Entries for pointing and labeling ::
# # # # #

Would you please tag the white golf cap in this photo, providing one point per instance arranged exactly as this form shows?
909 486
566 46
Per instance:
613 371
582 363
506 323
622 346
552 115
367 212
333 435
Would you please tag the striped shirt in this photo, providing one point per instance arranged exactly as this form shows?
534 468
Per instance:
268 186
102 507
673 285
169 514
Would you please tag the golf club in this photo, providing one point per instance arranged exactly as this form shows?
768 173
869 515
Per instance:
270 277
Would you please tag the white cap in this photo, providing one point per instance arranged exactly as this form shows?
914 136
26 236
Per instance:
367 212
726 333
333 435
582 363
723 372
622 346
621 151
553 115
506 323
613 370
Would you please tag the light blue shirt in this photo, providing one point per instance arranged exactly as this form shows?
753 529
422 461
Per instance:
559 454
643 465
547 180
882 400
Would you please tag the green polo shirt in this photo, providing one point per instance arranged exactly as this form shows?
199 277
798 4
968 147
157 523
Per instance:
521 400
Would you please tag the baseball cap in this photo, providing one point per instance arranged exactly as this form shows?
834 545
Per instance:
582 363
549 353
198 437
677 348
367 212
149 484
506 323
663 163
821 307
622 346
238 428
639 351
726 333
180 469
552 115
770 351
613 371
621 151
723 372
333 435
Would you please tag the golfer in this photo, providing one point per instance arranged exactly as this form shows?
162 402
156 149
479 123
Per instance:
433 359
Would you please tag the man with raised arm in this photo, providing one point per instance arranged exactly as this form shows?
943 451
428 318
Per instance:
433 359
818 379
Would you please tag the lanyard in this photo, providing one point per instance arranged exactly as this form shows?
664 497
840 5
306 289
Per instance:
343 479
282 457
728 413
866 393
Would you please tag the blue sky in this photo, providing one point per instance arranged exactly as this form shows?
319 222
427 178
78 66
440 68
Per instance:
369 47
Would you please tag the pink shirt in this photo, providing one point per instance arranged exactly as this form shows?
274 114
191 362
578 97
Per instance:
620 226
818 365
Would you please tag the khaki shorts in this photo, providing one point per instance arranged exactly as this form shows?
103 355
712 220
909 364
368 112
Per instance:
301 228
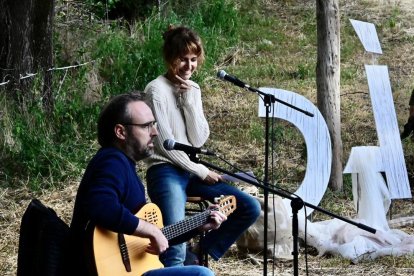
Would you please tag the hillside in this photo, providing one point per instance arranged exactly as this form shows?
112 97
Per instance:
280 53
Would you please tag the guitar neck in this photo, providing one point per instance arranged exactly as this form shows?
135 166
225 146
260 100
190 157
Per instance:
186 225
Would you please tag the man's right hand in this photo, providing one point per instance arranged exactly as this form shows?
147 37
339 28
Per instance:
158 242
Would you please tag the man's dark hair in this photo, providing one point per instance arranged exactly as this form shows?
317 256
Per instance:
115 112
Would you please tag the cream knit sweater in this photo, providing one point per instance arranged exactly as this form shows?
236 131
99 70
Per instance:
182 120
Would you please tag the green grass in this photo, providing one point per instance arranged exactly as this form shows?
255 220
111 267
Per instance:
263 43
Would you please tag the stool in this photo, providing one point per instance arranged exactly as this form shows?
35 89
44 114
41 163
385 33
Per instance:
198 205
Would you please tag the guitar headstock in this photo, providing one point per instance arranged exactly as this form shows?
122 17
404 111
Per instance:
226 204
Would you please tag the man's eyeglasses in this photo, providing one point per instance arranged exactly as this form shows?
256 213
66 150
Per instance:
148 125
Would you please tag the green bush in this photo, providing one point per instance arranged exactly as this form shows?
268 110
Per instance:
45 150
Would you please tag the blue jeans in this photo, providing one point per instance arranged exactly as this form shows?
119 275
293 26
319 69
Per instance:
168 187
193 270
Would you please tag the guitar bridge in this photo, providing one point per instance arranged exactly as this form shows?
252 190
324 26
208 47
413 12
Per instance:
123 249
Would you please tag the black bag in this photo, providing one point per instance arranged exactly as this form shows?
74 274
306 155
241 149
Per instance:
43 242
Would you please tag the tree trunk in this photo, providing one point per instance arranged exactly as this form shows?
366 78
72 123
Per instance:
26 46
328 80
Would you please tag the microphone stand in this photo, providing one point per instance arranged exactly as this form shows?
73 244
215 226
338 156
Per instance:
268 100
296 204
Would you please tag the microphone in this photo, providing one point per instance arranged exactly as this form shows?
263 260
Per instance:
170 144
224 76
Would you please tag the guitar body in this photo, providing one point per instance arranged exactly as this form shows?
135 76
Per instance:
124 255
108 258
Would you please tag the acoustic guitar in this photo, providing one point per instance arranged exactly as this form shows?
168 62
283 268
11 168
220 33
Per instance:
118 254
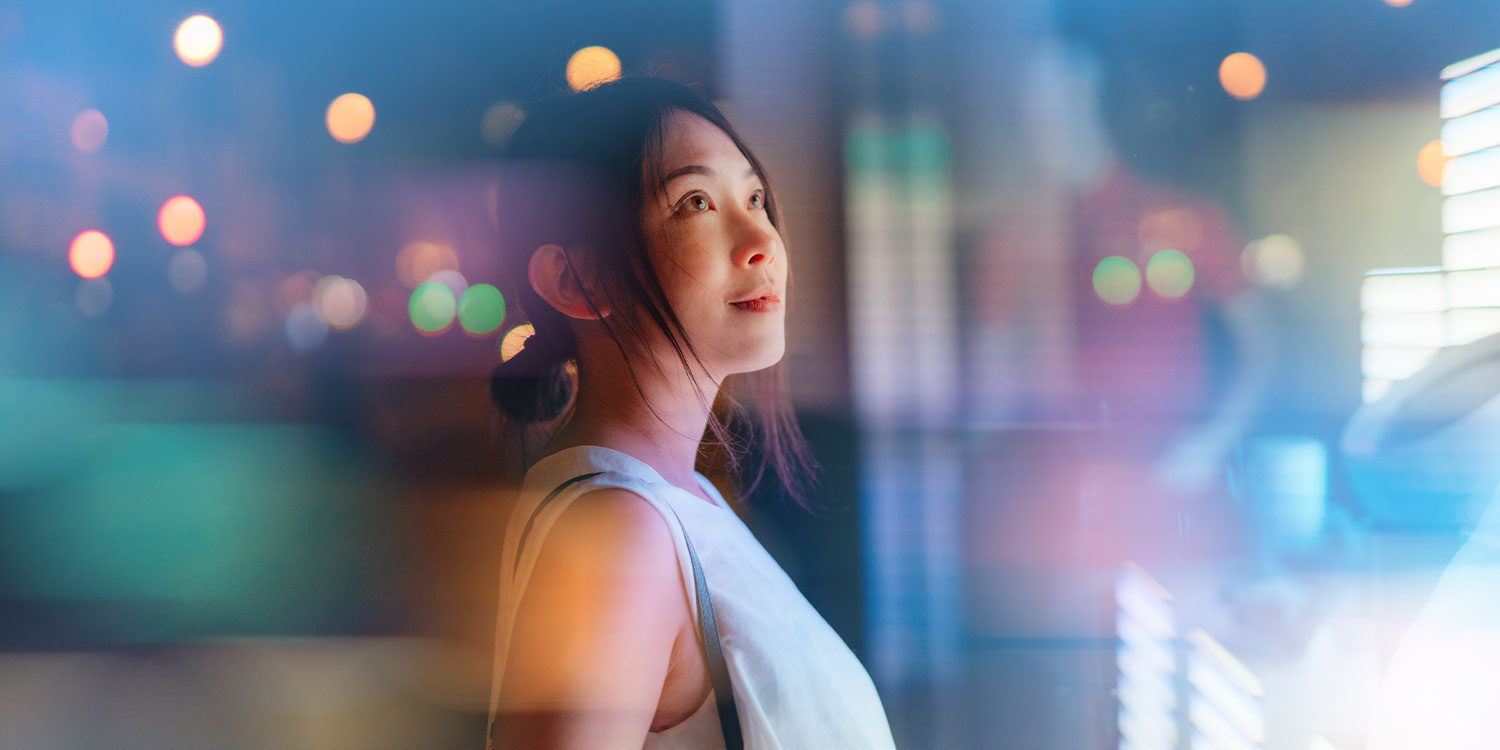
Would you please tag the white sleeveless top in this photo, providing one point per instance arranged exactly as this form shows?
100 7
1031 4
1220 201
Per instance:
797 684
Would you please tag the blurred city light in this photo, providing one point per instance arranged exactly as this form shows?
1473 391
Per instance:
1169 273
417 261
90 254
350 117
90 129
432 308
180 221
342 302
591 66
198 41
1430 162
482 309
1116 279
1274 261
1242 75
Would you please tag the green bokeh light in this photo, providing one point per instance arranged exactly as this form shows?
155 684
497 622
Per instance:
432 306
1169 273
1116 281
482 309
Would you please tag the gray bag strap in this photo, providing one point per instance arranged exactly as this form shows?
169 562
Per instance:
708 626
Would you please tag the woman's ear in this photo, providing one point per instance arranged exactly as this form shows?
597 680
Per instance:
551 275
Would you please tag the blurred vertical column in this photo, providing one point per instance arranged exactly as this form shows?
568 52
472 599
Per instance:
903 336
1407 315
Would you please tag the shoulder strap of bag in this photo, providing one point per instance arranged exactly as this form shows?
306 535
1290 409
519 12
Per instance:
714 653
708 626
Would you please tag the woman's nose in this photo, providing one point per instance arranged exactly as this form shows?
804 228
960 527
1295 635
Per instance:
758 243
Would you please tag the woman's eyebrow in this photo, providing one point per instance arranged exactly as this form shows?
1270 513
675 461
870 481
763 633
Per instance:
696 168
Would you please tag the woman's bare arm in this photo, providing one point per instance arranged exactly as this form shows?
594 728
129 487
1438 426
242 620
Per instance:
594 629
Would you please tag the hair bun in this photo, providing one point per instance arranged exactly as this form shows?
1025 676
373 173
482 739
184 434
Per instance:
534 384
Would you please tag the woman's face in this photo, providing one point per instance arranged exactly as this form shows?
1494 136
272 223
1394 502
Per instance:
713 246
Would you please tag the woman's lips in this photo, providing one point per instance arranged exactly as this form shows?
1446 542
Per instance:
768 303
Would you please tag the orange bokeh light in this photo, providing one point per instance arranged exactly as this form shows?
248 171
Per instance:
350 117
417 261
182 221
90 254
1244 75
1431 161
591 66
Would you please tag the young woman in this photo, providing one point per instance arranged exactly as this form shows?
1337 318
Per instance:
642 236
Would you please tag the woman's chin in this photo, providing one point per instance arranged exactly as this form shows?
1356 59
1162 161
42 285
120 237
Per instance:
761 357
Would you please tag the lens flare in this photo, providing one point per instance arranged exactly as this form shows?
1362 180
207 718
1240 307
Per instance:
90 254
198 41
342 302
1430 162
417 261
1169 273
1116 281
591 66
350 117
482 309
513 341
182 221
1244 75
432 308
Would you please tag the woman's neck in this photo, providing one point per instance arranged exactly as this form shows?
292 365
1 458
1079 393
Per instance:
662 423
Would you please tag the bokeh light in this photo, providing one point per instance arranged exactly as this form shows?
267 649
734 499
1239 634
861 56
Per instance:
1274 261
513 341
1430 162
417 261
482 309
1244 75
432 308
89 131
350 117
186 270
90 254
198 41
1169 273
182 221
342 302
591 66
500 123
93 296
305 327
1116 281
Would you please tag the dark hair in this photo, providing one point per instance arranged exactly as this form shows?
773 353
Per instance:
600 149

# # # # #

WHAT IS BEING ASKED ::
Quote all of the data above word for word, leaving the pictures out of your answer.

RESULT OF THE TASK ::
Would you please tag the white golf cap in this photo, providing one point per instance arranged exactly as this form shows?
909 486
566 46
Per instance:
613 371
582 363
506 323
622 346
552 115
367 212
333 435
Would you please tag the striped shirt in this photo, providing one point per instance arranged exactly as this form shows?
534 468
Per instance:
268 186
102 507
673 285
169 514
Would you please tag the golf club in this photo, providing one point per instance arranged exactly as this form shows?
768 173
869 515
Per instance:
270 277
Would you please tag the white cap in this photo, providing one point per instance arranged exactly as this form shows?
914 136
26 236
Per instance:
367 212
726 333
333 435
582 363
723 372
622 346
621 151
553 115
506 323
613 370
Would you please tag the light blue shirt in this photo, providing one point per instance arranged exactly as this form shows?
753 529
422 461
Per instance:
559 454
643 465
547 180
882 400
Would you please tag the green polo shirt in this photo, providing one point per instance arranged exactly as this form shows?
199 277
798 4
968 147
157 523
Per instance:
521 400
Would you please tag the baseball cap in this photo, providing one point per instance arranged exactly as this form shows?
834 545
Per instance:
582 363
549 353
198 437
677 348
367 212
149 484
506 323
663 163
821 307
622 346
238 428
639 351
726 333
180 469
552 115
770 351
613 371
621 151
723 372
333 435
Would you please tag the golfer in this photo, providing one point per instance arranged exactly as this form shows?
162 402
156 149
479 123
Per instance:
433 359
Would you please tag the man with raised arm in this photo, providing one point per instance arranged exactly as this form shows?
943 451
428 318
Per instance:
433 359
818 379
Would you please tag the lanyard in this photo, providing one point per instance arranged exactly as this form shows?
664 497
840 5
306 289
Per instance:
343 479
282 457
728 413
866 393
Would you please tag the blue sky in this photo, providing one point per instance arranged exactly as this form shows?
319 222
427 178
78 66
440 68
Per instance:
369 47
Would you please tag the pink shirt in this photo, providing one point per instance arranged exactly as this form shows?
274 114
191 362
578 97
Per instance:
620 226
818 365
Would you please tag the khaki shorts in this photo, providing one point per instance arranged exactly as this form shows?
103 355
712 220
909 364
368 112
Per instance:
301 228
Would you please tag the hillside in this photo, providing one point per instance arranged exactly as this form shows?
112 97
Per instance:
280 53
Would you please tag the guitar neck in this photo, providing one point per instance arranged exactly as this form shows?
135 166
225 146
260 100
190 157
Per instance:
186 225
Would you please tag the man's right hand in this photo, providing one point per instance arranged exactly as this form shows?
147 37
339 28
Per instance:
158 242
Would you please tag the man's dark hair in this photo, providing one point per instance arranged exactly as this form shows?
317 256
Per instance:
115 112
Would you please tag the cream knit sweater in this photo, providing one point per instance arranged exactly as this form shows?
236 131
99 70
Per instance:
182 120
Would you please tag the green grass in this photo, providing one point per instance arranged exactly as this form shows?
255 220
111 267
Per instance:
263 43
Would you please tag the stool in this photo, providing one point per instance arranged exactly as this form shows?
35 89
44 114
41 163
385 33
Per instance:
198 205
Would you please tag the guitar headstock in this photo, providing one point per instance arranged exactly as this form shows?
122 17
404 111
Per instance:
226 204
Would you please tag the man's eyeglasses in this photo, providing one point per instance arranged exactly as this form shows?
256 213
66 150
Per instance:
148 125
Would you please tag the green bush in this photo, providing one point per instance arranged exactly as this form shows?
268 110
Per instance:
45 150
Would you please tag the blue jeans in this photo, providing one point per instance arranged exactly as this form shows?
119 275
293 26
319 69
Per instance:
168 187
193 270
Would you please tag the guitar bridge in this photo, providing one point per instance arranged exactly as this form shows?
252 190
324 26
208 47
413 12
Per instance:
123 249
Would you please tag the black bag in this photo, providing one point per instance arranged exactly as this form shows?
74 274
306 155
241 149
Per instance:
43 242
Would you please tag the tree trunk in this photo, providing one point per instance arranged exactly as this form shows?
366 78
72 123
Per instance:
26 46
328 80
Would you please tag the microphone stand in this photo, providing one point per instance arranged exactly as this form shows?
73 244
215 226
338 156
Per instance:
268 100
296 204
Would you please tag the microphone in this photo, providing one point per instance arranged exactly as this form shows?
263 260
Per instance:
170 144
224 76
Would you please tag the guitar body in this photo, providing one point per instance arranged exactly as this form shows?
135 76
Per instance:
124 255
108 258
Would you please tag the acoustic guitar in this photo, providing one point per instance arranged exactly as this form shows?
168 62
283 268
11 168
220 33
Per instance:
118 254
Would you please tag the white sleeveless top in this photo, providing one point per instance arranged exactly as this form shows?
100 7
1031 4
1220 201
Per instance:
797 684
Would you please tag the blurred city light in this photo, providing one point per instance arranged exactly as this form shows?
1473 391
Per instance:
1169 273
417 261
90 254
350 117
90 129
432 308
180 221
342 302
591 66
198 41
1430 162
482 309
1116 279
1274 261
1242 75
Would you please tag the green bokeh light in this photo, providing one point per instance arranged exactly as this form shows?
155 684
497 622
Per instance:
432 306
1169 273
1116 281
482 309
Would you please tag the gray bag strap in this photo, providing one point per instance arranged exactly as this form shows?
169 562
Per instance:
708 626
Would you please tag the woman's ear in this photo, providing one point per instance arranged exactly as this form shows?
597 680
Per instance:
551 275
Would you please tag the blurred vertical column in this photo, providing one point per instance arranged exactly as this form shows?
568 52
472 599
Per instance:
903 336
1407 315
Would you please tag the shoulder strap of bag in this photo, providing one point per instance arranged exactly as this form shows?
306 535
1290 409
519 12
Per instance:
714 653
708 626
Would you please tag the woman's nose in this photo, providing one point per instance arranged exactly as this form shows?
804 228
960 527
1295 635
Per instance:
758 243
Would you please tag the woman's eyebrow in this photo, providing one point per instance arranged exactly as this form shows?
1270 513
675 461
870 481
763 633
Per instance:
696 168
Would you please tag the woman's bare arm in this photo, providing one point per instance arranged exactly as this form shows?
594 728
129 487
1438 426
242 620
Per instance:
594 629
Would you please tag the hair bun in this photo, providing one point per instance arranged exactly as this form shows?
1025 676
373 173
482 739
184 434
Per instance:
534 384
Would you please tag the woman's face in this photo, providing one point per instance arranged exactly as this form shows?
1494 136
272 223
1394 502
Per instance:
713 246
Would you please tag the woman's lips in this photo, providing one point per instance arranged exactly as this form shows?
1446 542
Per instance:
768 303
Would you please tag the orange bokeh light in this photo, providing one point per instance arranged exactly as this form shows?
248 171
Per instance:
350 117
417 261
182 221
90 254
1244 75
1431 161
591 66
Would you please tag the young woman in this photo, providing one point per instance arranged exactly as this form shows?
1337 318
Per instance:
642 236
Would you please tag the woman's chin in this photo, providing one point per instance arranged exactly as this form shows?
1356 59
1162 161
42 285
120 237
Per instance:
761 357
Would you please tag the lens flare in this photo, providing one point per instance arranged exactly as this form shows?
1362 180
207 718
1240 307
Per instance:
90 254
198 41
342 302
1430 162
417 261
1169 273
1116 281
591 66
350 117
482 309
513 341
182 221
1244 75
432 308
Would you please tag the woman's neck in this photo, providing one point per instance arranged exactly as this form shows?
292 365
1 458
1079 393
Per instance:
662 423
Would you please tag the bokeh light in this photo, providing one point per instance arranged exactly as this form shows?
267 649
734 499
1239 634
861 56
Per instance:
1274 261
513 341
1430 162
417 261
482 309
1244 75
432 308
89 131
350 117
186 270
90 254
198 41
1169 273
182 221
342 302
591 66
500 123
93 296
305 327
1116 281
Would you please tag the dark hair in this photo, providing one point per instance arranged exactly as this form shows?
773 353
Per instance:
600 149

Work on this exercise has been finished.